Count the lines in the records that contain the string "metal", treating case as significant, and give only the number.

(Coordinate annotation records)
+===+
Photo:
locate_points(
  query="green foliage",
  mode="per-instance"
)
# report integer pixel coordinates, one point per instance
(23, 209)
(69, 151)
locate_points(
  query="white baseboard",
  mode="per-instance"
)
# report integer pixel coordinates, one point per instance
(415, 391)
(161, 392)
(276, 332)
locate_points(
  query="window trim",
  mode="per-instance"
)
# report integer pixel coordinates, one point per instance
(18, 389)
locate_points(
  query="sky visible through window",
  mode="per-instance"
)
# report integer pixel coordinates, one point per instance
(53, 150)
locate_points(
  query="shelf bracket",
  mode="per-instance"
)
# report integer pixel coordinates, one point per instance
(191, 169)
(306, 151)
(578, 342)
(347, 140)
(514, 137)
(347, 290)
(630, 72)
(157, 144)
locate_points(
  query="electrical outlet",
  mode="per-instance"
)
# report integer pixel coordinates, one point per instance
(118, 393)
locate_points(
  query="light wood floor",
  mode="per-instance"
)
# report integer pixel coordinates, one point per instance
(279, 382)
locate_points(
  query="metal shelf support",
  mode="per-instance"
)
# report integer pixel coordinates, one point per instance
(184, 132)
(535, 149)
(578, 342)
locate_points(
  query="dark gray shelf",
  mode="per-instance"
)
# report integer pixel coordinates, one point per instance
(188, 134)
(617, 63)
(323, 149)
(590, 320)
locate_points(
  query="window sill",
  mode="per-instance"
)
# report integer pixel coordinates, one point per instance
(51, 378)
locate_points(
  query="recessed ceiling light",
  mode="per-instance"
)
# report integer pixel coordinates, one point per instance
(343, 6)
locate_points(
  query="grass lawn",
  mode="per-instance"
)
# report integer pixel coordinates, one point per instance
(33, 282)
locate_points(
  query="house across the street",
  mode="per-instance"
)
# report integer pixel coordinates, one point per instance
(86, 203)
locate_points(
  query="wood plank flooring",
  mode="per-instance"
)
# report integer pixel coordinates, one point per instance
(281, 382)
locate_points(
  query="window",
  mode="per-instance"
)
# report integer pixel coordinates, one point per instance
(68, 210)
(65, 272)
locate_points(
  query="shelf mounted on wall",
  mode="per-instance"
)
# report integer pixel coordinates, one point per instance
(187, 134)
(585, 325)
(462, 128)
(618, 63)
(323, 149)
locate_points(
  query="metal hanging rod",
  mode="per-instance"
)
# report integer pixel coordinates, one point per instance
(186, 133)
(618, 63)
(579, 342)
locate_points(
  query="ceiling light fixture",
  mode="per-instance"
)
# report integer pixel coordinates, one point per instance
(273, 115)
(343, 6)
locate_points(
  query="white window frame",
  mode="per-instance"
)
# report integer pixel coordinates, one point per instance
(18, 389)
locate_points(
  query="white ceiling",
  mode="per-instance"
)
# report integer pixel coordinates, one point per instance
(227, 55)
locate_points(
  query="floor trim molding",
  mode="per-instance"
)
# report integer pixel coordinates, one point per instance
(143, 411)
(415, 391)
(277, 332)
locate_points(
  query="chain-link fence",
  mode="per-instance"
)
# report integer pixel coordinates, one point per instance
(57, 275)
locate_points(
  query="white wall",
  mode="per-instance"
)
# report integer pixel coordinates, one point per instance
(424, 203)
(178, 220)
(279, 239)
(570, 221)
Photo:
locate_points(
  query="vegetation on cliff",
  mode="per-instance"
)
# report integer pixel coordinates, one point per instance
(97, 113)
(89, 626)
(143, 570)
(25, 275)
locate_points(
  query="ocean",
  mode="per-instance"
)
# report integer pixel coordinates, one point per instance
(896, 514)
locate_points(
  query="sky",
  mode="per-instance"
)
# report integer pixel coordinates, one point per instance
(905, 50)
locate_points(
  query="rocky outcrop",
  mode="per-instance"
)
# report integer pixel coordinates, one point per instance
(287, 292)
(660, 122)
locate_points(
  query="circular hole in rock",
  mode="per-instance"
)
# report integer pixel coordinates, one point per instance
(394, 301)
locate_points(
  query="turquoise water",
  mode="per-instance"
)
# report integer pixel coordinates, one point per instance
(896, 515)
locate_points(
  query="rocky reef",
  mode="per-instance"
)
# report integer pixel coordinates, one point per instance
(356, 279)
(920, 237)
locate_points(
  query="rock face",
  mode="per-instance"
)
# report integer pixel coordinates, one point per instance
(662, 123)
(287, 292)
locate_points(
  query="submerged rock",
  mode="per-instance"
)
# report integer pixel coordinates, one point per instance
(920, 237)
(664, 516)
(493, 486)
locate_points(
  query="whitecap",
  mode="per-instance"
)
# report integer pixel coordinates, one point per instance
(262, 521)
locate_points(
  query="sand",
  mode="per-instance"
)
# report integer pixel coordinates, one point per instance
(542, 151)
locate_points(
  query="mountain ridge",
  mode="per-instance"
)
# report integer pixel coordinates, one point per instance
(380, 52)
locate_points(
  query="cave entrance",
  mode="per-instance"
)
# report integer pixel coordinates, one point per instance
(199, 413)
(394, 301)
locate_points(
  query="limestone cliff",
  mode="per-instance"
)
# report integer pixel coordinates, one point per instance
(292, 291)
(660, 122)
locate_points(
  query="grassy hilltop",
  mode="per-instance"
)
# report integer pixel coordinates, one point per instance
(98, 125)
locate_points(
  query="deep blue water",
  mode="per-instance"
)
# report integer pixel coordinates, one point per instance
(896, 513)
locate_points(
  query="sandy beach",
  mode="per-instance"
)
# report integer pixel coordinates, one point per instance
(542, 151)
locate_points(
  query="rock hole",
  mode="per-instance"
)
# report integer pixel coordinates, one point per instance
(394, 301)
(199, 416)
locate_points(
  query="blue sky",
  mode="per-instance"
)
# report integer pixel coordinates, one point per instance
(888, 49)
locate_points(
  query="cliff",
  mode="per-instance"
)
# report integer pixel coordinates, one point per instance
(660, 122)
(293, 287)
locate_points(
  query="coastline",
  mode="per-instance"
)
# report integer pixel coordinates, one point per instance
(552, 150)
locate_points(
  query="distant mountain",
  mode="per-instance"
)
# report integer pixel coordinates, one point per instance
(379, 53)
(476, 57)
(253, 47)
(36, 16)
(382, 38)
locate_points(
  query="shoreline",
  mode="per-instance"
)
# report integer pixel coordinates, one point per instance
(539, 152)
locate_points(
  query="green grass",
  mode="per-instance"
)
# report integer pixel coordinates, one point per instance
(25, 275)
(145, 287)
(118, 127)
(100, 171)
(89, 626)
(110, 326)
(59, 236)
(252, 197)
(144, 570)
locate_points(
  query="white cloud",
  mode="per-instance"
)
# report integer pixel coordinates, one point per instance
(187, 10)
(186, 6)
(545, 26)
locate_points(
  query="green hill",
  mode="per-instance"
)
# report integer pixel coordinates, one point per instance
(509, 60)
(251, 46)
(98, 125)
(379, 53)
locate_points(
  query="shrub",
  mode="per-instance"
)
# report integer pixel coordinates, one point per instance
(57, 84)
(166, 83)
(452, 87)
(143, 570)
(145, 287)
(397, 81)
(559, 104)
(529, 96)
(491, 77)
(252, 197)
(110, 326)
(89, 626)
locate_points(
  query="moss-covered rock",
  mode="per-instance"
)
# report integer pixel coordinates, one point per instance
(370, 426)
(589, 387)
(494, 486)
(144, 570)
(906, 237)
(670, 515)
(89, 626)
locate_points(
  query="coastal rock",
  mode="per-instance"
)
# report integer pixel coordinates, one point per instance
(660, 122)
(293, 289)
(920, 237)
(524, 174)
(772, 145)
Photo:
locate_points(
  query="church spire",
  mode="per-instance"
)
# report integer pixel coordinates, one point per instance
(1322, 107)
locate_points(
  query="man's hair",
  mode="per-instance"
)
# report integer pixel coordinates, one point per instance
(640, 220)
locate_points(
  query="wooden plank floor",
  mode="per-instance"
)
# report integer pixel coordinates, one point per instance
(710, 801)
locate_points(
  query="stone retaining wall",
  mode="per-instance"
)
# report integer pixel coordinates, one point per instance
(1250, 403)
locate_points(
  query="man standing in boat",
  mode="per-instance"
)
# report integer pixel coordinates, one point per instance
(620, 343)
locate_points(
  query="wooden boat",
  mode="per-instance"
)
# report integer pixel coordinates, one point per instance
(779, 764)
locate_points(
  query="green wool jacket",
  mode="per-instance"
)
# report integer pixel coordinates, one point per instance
+===+
Completed task
2